» **Description of the task**
Where an entry contains a picture, omit the picture and repeat the rest exactly.

(Natural-language object grounding data)
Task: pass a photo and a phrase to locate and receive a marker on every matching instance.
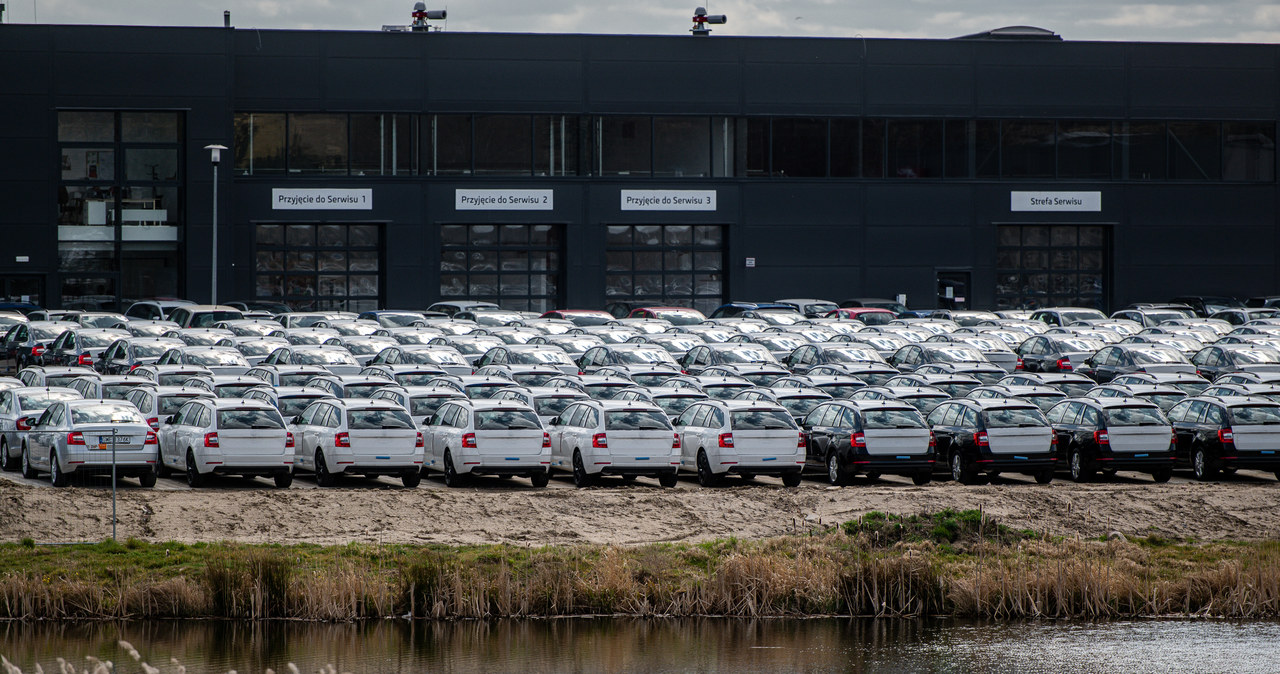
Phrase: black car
(1226, 434)
(1112, 434)
(992, 436)
(846, 438)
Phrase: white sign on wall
(321, 200)
(1055, 201)
(668, 200)
(504, 200)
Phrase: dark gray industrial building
(374, 168)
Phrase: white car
(626, 438)
(227, 436)
(355, 436)
(502, 438)
(745, 438)
(77, 436)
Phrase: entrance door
(954, 289)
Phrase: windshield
(40, 400)
(636, 420)
(245, 418)
(503, 420)
(892, 418)
(105, 415)
(1014, 417)
(760, 420)
(1134, 416)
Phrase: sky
(1229, 21)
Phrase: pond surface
(657, 645)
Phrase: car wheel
(9, 463)
(1201, 466)
(324, 478)
(835, 475)
(193, 477)
(705, 477)
(56, 476)
(31, 473)
(581, 478)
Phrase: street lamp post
(215, 155)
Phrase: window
(680, 265)
(517, 266)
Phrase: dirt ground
(1244, 507)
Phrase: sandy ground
(1240, 507)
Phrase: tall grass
(947, 563)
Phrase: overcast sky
(1232, 21)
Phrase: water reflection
(636, 645)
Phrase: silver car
(77, 436)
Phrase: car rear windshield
(106, 413)
(365, 420)
(892, 418)
(635, 420)
(504, 420)
(760, 420)
(1134, 416)
(248, 418)
(1014, 417)
(41, 400)
(1252, 415)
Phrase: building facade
(378, 169)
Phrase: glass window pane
(625, 146)
(799, 147)
(318, 143)
(502, 145)
(681, 146)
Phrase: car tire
(1201, 466)
(9, 463)
(31, 473)
(324, 478)
(581, 478)
(705, 477)
(452, 478)
(193, 478)
(56, 477)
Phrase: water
(636, 645)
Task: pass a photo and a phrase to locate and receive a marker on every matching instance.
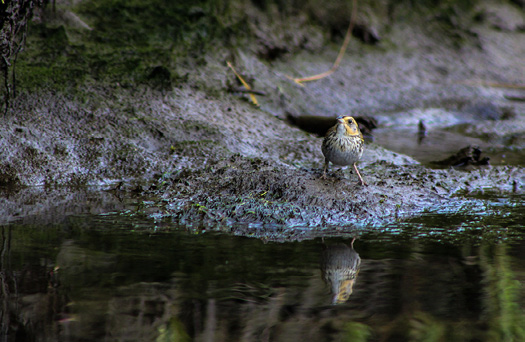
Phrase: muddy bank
(211, 157)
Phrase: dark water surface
(453, 275)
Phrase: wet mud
(210, 157)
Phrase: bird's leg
(325, 168)
(359, 175)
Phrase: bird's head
(349, 124)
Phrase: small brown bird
(343, 145)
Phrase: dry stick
(493, 84)
(244, 83)
(339, 56)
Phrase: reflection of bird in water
(339, 268)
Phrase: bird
(340, 265)
(343, 145)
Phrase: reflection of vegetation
(173, 331)
(504, 315)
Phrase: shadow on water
(448, 275)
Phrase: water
(453, 275)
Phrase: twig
(245, 84)
(494, 84)
(339, 56)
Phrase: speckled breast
(344, 151)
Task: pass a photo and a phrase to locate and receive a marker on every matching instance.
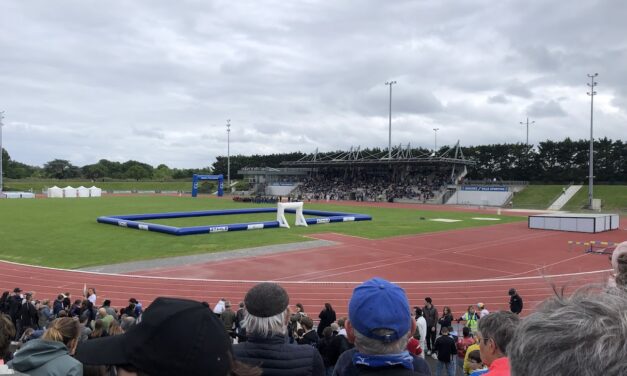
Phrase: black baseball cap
(174, 337)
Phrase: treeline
(564, 161)
(550, 161)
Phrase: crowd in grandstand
(581, 334)
(365, 187)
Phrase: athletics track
(456, 268)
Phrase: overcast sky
(156, 81)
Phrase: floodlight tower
(1, 117)
(390, 83)
(228, 152)
(591, 93)
(435, 142)
(527, 123)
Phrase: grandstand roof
(400, 155)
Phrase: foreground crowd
(581, 334)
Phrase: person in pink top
(462, 344)
(495, 332)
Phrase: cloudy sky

» **Task response**
Task: pass a photo and a phrase to locate and receive a marker on every matching instance.
Phrase: black car
(1226, 434)
(1112, 434)
(992, 436)
(846, 438)
Phrase: white sign on wall
(321, 200)
(1055, 201)
(668, 200)
(504, 200)
Phrase: dark gray industrial building
(374, 168)
Phrase: white car
(626, 438)
(227, 436)
(355, 436)
(502, 438)
(745, 438)
(77, 436)
Phrase: entrance door
(954, 289)
Phrase: windshield
(40, 400)
(636, 420)
(245, 418)
(503, 420)
(892, 418)
(105, 415)
(1014, 417)
(760, 420)
(1134, 416)
Phrase: sky
(1229, 21)
Phrase: pond surface
(657, 645)
Phrase: car wheel
(9, 463)
(1201, 466)
(324, 478)
(835, 475)
(193, 477)
(705, 477)
(56, 476)
(31, 473)
(581, 478)
Phrase: street lamp post
(215, 155)
Phrase: window
(680, 265)
(517, 266)
Phrase: dirt ground
(1244, 507)
Phrase: sandy ground
(1240, 507)
Phrase: tall grass
(947, 563)
Phrase: overcast sky
(1232, 21)
Phrase: water reflection
(636, 645)
Phrase: silver car
(77, 436)
Phrase: car rear windshield
(106, 413)
(365, 420)
(892, 418)
(635, 420)
(504, 420)
(760, 420)
(1134, 416)
(248, 418)
(1014, 417)
(41, 400)
(1252, 415)
Phrase: building facade
(378, 169)
Phrase: glass window pane
(625, 146)
(799, 147)
(318, 143)
(502, 145)
(681, 146)
Phrase: car tire
(1201, 466)
(9, 463)
(31, 473)
(324, 478)
(581, 478)
(705, 477)
(452, 478)
(193, 478)
(56, 477)
Phrase: water
(636, 645)
Task: pass a photo and a phrase to locate and receive a marker on every matching instance.
Phrase: muddy bank
(211, 157)
Phrase: dark water surface
(453, 275)
Phrase: wet mud
(210, 157)
Phrase: bird's leg
(325, 168)
(359, 175)
Phrase: bird's head
(349, 124)
Phrase: small brown bird
(343, 145)
Phrase: dry stick
(493, 84)
(244, 83)
(339, 56)
Phrase: reflection of bird in water
(339, 268)
Phrase: bird
(340, 265)
(343, 145)
Phrase: reflection of vegetation
(173, 331)
(504, 315)
Phrase: shadow on water
(448, 275)
Phrase: water
(453, 275)
Phrase: twig
(245, 84)
(494, 84)
(339, 56)
Phrase: speckled breast
(344, 151)
Task: pass a photo and a phrase to locate and receive a marker on every matching instance.
Phrase: black baseball cap
(174, 337)
Phrase: treeline
(564, 161)
(550, 161)
Phrase: crowd in grandstand
(581, 334)
(365, 187)
Phrase: athletics track
(456, 268)
Phrase: overcast sky
(156, 81)
Phrase: floodlight tower
(1, 117)
(390, 83)
(228, 152)
(591, 93)
(435, 142)
(527, 123)
Phrase: grandstand roof
(400, 155)
Phrase: foreground crowd
(581, 334)
Phrase: person in pink top
(462, 344)
(495, 332)
Phrase: cloudy sky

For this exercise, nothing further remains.